[Selected excerpt — start]

His "office" turned out to be a huge warehouse stacked high with books. Upon greeting him, his manager pointed him to a PC in the corner of the warehouse, sitting on a desk with no partitions around it. The manager leaned over the machine and made a few double-clicks with the mouse until he opened up the H: drive. "There you go," he muttered, then left.
George stared after him, perplexed, wondering if the manager intended to bring over coffee or other coworkers to meet him. The way he was walking, though, seemed to convey that he had more important things to be doing than coddling greenhorns.
"You must be George. Hi, I'm Wally." Another gentleman came over with his hand poised to shake. "I handle the software we use to track inventory. Let me show you the ropes."
Wally used the nearby computer to demonstrate a handful of the 200-odd Delphi forms that constituted the inventory application. The source code was not in any kind of source control; it was all in a folder named Wally on the shared H: drive. They were using a version of Delphi from 1995 ... in 2010. Their database was some vague, off-brand SQL-esque construct that George later learned had been dropped from support as of 2003.

[Selected excerpt — finish]
[Data section — start]

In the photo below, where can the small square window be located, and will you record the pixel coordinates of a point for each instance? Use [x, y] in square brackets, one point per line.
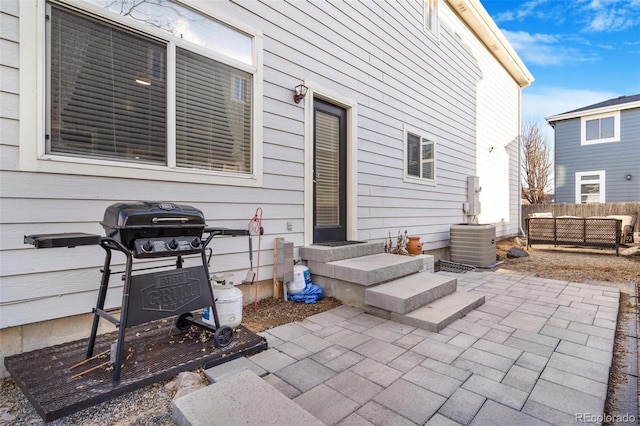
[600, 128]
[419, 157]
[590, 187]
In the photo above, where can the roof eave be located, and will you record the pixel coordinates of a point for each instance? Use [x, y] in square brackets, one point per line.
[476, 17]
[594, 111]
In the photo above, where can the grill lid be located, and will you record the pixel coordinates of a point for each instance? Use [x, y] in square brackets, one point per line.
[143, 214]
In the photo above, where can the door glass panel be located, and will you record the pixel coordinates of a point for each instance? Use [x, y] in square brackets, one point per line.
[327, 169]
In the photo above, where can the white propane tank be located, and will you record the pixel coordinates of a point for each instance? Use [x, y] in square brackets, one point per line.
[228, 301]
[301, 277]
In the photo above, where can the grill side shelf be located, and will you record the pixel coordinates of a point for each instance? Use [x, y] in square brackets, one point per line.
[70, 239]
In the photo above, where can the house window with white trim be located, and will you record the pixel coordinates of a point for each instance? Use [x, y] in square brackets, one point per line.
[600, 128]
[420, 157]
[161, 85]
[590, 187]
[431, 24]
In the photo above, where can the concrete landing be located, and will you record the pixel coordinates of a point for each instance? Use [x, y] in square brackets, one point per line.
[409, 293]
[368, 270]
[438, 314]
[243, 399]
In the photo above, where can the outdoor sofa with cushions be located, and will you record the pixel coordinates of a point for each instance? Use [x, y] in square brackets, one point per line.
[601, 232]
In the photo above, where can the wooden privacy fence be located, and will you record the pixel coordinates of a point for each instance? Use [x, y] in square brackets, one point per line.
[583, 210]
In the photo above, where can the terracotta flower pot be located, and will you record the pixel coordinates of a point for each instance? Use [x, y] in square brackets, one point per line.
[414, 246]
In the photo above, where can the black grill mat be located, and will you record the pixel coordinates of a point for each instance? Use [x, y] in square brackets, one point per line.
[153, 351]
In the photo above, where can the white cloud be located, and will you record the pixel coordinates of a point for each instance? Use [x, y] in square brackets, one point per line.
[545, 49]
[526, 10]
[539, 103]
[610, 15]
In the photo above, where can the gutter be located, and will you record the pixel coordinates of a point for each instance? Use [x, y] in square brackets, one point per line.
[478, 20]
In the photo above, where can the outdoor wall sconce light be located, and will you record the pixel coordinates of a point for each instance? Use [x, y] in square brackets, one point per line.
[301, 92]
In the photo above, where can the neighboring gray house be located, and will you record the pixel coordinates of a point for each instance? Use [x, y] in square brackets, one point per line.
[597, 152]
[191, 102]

[Data section — finish]
[Data section — start]

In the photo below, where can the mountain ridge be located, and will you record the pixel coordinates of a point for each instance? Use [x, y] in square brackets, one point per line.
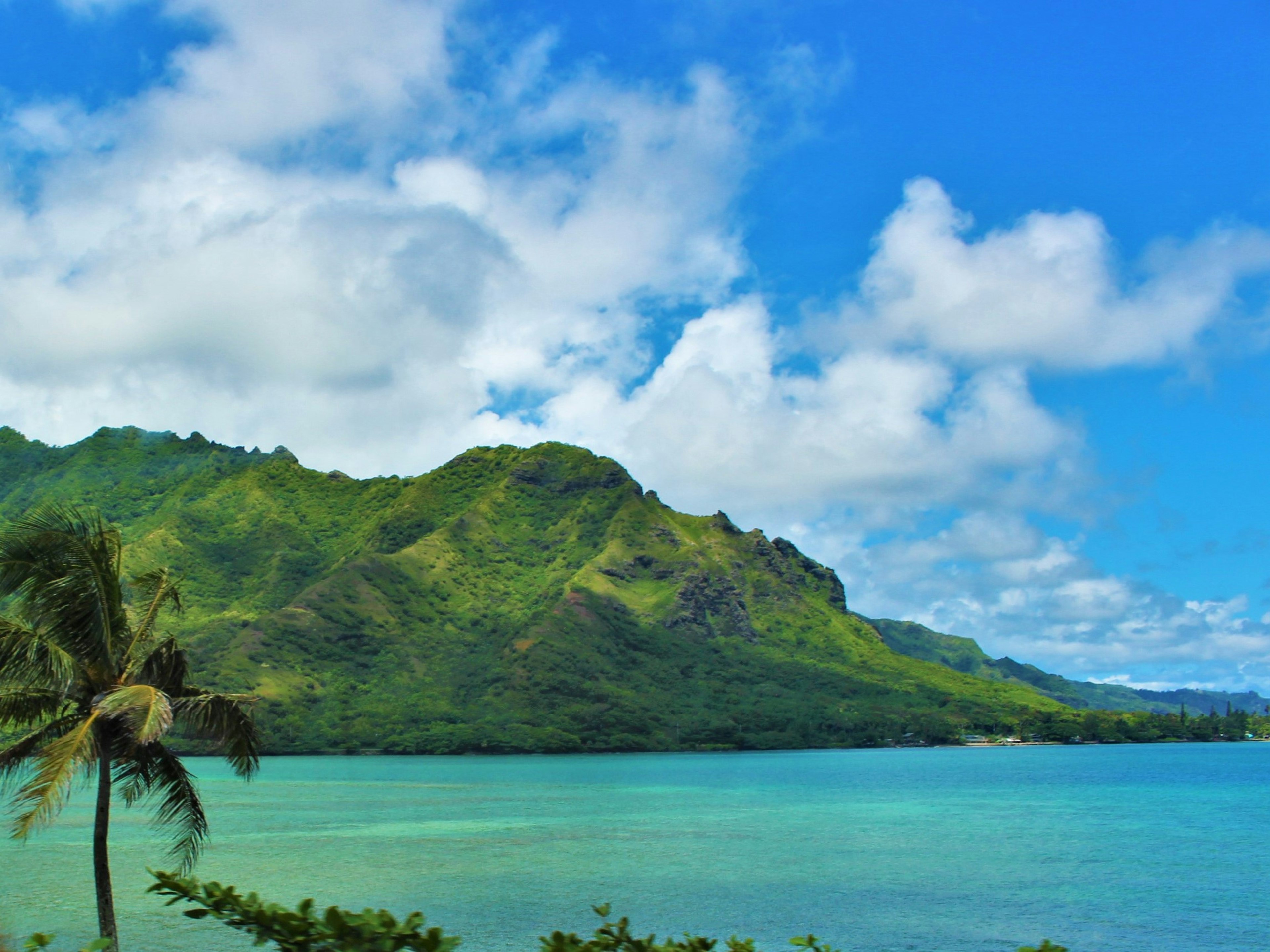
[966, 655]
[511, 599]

[Data section — finish]

→ About this exercise: Summarize the excerpt about George's first day in two sentences. The lines are separate material with no connection to the excerpt about George's first day.

→ Output below: George's manager led him to a PC in the corner of a warehouse full of books, opened the H: drive for him, and walked off. Wally, who handled the inventory software, then showed him the Delphi application, whose source code sat in a folder on the shared H: drive with no source control and relied on a 1995 version of Delphi and a database that had been dropped from support as of 2003.